___ ENTRIES

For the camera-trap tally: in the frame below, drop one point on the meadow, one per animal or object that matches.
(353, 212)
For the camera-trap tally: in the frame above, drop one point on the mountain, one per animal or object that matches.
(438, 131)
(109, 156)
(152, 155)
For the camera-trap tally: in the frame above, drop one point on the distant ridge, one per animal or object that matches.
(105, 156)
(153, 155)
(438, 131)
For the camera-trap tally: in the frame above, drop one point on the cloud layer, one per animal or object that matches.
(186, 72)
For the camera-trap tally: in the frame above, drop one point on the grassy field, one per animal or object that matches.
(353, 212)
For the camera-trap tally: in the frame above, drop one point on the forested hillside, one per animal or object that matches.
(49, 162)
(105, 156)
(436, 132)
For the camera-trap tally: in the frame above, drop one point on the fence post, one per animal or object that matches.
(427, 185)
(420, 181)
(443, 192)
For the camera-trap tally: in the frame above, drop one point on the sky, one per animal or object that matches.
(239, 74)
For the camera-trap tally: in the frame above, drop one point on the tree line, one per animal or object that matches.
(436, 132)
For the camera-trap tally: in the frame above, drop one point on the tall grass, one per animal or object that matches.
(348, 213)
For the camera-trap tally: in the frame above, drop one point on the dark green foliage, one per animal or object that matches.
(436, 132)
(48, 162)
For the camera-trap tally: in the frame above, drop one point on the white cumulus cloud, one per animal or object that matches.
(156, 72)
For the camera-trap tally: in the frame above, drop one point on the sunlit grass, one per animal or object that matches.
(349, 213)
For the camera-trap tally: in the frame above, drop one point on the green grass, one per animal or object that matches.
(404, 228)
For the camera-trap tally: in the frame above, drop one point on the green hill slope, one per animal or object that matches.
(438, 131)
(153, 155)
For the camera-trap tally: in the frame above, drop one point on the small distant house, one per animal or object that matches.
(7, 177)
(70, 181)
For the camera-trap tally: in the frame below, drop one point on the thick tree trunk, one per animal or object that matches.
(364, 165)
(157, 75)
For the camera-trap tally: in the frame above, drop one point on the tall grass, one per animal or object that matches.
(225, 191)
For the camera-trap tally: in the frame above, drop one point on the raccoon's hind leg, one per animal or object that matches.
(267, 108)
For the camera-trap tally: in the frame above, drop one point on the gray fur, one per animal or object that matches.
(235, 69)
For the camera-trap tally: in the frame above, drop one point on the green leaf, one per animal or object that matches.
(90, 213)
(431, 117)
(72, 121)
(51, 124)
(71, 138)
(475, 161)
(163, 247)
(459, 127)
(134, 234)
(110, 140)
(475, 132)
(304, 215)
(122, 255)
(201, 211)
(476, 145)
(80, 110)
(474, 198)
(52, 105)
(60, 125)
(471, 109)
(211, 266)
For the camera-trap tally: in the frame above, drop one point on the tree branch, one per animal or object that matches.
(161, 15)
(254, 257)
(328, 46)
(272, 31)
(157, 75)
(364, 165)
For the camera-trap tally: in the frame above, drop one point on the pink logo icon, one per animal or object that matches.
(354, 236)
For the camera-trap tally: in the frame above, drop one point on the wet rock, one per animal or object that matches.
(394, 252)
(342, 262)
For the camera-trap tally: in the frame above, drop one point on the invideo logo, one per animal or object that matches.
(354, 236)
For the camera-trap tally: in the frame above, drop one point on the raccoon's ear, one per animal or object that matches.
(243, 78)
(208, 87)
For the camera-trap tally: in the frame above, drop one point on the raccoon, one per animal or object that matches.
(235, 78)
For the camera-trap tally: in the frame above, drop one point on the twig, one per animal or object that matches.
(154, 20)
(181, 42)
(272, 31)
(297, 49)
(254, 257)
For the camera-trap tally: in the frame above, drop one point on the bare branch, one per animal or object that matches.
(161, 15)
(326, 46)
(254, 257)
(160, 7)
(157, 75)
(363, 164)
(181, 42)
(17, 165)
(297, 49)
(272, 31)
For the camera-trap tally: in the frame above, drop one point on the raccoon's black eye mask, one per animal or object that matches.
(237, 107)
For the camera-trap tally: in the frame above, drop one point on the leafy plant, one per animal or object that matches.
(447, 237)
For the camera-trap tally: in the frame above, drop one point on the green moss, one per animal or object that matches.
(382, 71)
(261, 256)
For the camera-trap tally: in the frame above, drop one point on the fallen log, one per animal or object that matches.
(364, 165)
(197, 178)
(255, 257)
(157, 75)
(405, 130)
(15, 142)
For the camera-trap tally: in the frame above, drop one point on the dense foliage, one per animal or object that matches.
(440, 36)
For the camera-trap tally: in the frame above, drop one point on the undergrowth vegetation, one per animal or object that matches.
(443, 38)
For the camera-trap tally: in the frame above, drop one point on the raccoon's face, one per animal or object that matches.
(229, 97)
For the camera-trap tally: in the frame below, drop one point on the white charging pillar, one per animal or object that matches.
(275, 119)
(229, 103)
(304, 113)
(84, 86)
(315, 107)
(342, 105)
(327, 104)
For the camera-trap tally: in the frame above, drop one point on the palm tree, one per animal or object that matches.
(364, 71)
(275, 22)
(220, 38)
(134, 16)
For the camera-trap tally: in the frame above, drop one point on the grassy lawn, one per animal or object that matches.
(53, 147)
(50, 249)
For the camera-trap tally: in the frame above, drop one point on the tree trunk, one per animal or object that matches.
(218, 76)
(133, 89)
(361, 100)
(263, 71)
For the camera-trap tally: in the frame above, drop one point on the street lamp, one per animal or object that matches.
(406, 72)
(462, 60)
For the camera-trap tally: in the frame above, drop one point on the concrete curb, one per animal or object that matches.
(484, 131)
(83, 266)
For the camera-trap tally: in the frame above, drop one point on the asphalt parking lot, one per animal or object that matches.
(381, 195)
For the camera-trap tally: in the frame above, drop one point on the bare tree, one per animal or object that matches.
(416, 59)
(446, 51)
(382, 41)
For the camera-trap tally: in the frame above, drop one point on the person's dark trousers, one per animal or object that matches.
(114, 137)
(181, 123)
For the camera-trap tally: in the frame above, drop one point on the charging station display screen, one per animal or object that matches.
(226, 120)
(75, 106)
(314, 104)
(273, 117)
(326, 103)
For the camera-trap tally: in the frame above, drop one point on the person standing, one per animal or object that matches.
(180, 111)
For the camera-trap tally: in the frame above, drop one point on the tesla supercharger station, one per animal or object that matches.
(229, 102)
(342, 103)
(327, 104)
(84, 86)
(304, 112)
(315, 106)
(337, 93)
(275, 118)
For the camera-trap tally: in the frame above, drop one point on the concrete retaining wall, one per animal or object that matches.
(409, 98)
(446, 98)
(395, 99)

______

### EXERCISE DIRECTIONS
Reproduce all the data word for word.

### RESULT FOR THIS TASK
For the camera-trap tally: in the frame below, drop one point on the meadow, one per animal or object that matches.
(353, 212)
For the camera-trap tally: in the frame above, drop one point on the mountain, one per animal or object that matches.
(438, 131)
(109, 156)
(152, 155)
For the camera-trap tally: in the frame above, drop one point on the distant ridge, one per animal or object that matches.
(105, 156)
(153, 155)
(438, 131)
For the camera-trap tally: in the frame above, drop one point on the cloud layer, one per animal or object that matches.
(186, 72)
For the camera-trap tally: in the frame above, drop one point on the grassy field, one per animal or object that matches.
(353, 212)
For the camera-trap tally: in the frame above, drop one point on the forested hillside, one per animal or object that matches.
(49, 162)
(105, 156)
(436, 132)
For the camera-trap tally: in the frame above, drop one point on the fence post, one per animal or object that matches.
(427, 185)
(420, 181)
(443, 192)
For the camera-trap tally: in the frame above, drop one point on the sky, one per animal or object that matches.
(239, 74)
For the camera-trap tally: in the frame above, drop one point on the tree line, one per animal or object that matches.
(436, 132)
For the camera-trap tally: in the frame above, drop one point on the tall grass, one per animal or object that matches.
(348, 213)
For the camera-trap tally: in the frame above, drop one point on the dark green foliage, one per animal or object that matches.
(436, 132)
(48, 162)
For the camera-trap tally: in the frame above, drop one point on the white cumulus cloud, one per animal or object that matches.
(156, 72)
For the camera-trap tally: in the frame above, drop one point on the sunlit grass, one per animal or object that matches.
(349, 213)
For the camera-trap tally: in the frame above, drop one point on the green grass, one per animal or object that matches.
(404, 228)
For the camera-trap tally: in the frame above, drop one point on the green hill slope, one per animal or object that matches.
(438, 131)
(153, 155)
For the camera-trap tally: in the frame above, drop one point on the small distant house, one per animal or object that matches.
(7, 177)
(70, 181)
For the camera-trap tally: in the frame below, drop one point on the thick tree trunk, one per animal or object that matches.
(364, 165)
(157, 75)
For the camera-trap tally: in the frame above, drop one point on the tall grass, one per animal or object that matches.
(225, 191)
For the camera-trap tally: in the frame above, drop one point on the raccoon's hind leg, one per animal or object that matches.
(267, 108)
For the camera-trap tally: in the frame above, drop one point on the gray fur, one per animal or object that matches.
(235, 69)
For the camera-trap tally: in the frame above, drop one point on the green leaf, one per animal or object that matches.
(90, 213)
(431, 117)
(72, 121)
(51, 124)
(71, 138)
(475, 161)
(163, 247)
(459, 127)
(134, 234)
(110, 140)
(475, 132)
(304, 215)
(122, 255)
(201, 211)
(476, 145)
(80, 110)
(474, 198)
(52, 105)
(60, 125)
(471, 109)
(211, 266)
For the camera-trap tally: in the frame above, drop one point on the tree branch, one per animal or object that matches.
(161, 15)
(254, 257)
(328, 46)
(272, 31)
(157, 75)
(364, 165)
For the camera-trap tally: in the frame above, drop one point on the pink logo icon, one per animal or object that matches.
(354, 236)
For the camera-trap tally: in the frame above, drop one point on the wet rock, one per animal or object that matches.
(394, 252)
(342, 262)
For the camera-trap tally: in the frame above, drop one point on the invideo logo, one per animal or object that matches.
(354, 236)
For the camera-trap tally: in the frame above, drop one point on the raccoon's ear, one per animal or object that matches.
(243, 78)
(208, 87)
For the camera-trap tally: in the frame above, drop one point on the raccoon, one per animal or object that matches.
(235, 78)
For the camera-trap tally: in the frame above, drop one point on the twig, one per animal or object that matches.
(154, 20)
(181, 42)
(272, 31)
(297, 49)
(254, 257)
For the camera-trap tally: in the frame above, drop one point on the bare branch, one per animal or object that matches.
(161, 15)
(326, 46)
(254, 257)
(160, 7)
(157, 75)
(363, 164)
(181, 42)
(17, 165)
(297, 49)
(272, 31)
For the camera-trap tally: in the frame above, drop one point on the raccoon's black eye mask, one per animal or object that matches.
(237, 107)
For the camera-trap tally: in the frame above, drop one point on the leafy plant, one per animal or object that matches.
(447, 237)
For the camera-trap tally: in the frame above, drop one point on the green moss, one per animal or object that matches.
(382, 71)
(261, 256)
For the camera-trap tally: in the frame above, drop one point on the fallen log, one per animal or object that matches.
(364, 165)
(197, 178)
(255, 257)
(157, 75)
(405, 130)
(15, 142)
For the camera-trap tally: in the frame above, drop one point on the dense foliage, one per animal or object that matches.
(440, 36)
For the camera-trap tally: in the frame above, drop one point on the undergrowth vegetation, one per animal or object that matches.
(443, 38)
For the camera-trap tally: in the frame above, drop one point on the raccoon's face, one per animal or object that matches.
(229, 97)
For the camera-trap tally: in the frame below, drop one point on the white charging pillar, one per animal or object that matches.
(275, 119)
(229, 103)
(304, 113)
(84, 86)
(315, 107)
(342, 105)
(327, 104)
For the camera-trap tally: in the frame above, drop one point on the palm tree, one per animal or object that matches.
(364, 71)
(275, 22)
(220, 38)
(134, 16)
For the camera-trap tally: in the frame above, drop one point on the grassy lawn, one per animal or object that matches.
(53, 147)
(50, 249)
For the camera-trap tally: in the frame above, drop one point on the tree trunk, one per animal or object that matches.
(218, 76)
(133, 89)
(361, 100)
(263, 71)
For the camera-trap tally: in the frame above, drop one point on the street lamp, one per animal or object that matches.
(406, 72)
(462, 60)
For the camera-trap tally: in the frame above, drop one point on the concrete curb, one per animal or object that matches.
(484, 131)
(83, 266)
For the camera-trap tally: in the frame above, drop one point on the asphalt parking lot, one per animal or object that matches.
(381, 195)
For the camera-trap tally: in the frame above, drop one point on the bare tree, one per animal or object that matches.
(416, 59)
(446, 51)
(382, 41)
For the camera-trap tally: in the frame above, drop one point on the person's dark trousers, one per animal or object that matches.
(114, 137)
(181, 123)
For the camera-trap tally: in the frame above, drop one point on the charging station display screen, one per animal or object that matches.
(226, 120)
(75, 106)
(314, 104)
(273, 117)
(326, 103)
For the camera-trap tally: in the frame above, drop one point on the person standing, one per animal or object that matches.
(180, 111)
For the camera-trap tally: in the frame above, drop one point on the tesla supercharger station, one per animal or object that matches.
(229, 102)
(342, 103)
(327, 104)
(84, 86)
(304, 112)
(315, 106)
(337, 93)
(275, 118)
For the camera-trap tally: in the frame above, drop one point on the concrete retaining wall, one per animal or object that matches.
(409, 98)
(446, 98)
(395, 99)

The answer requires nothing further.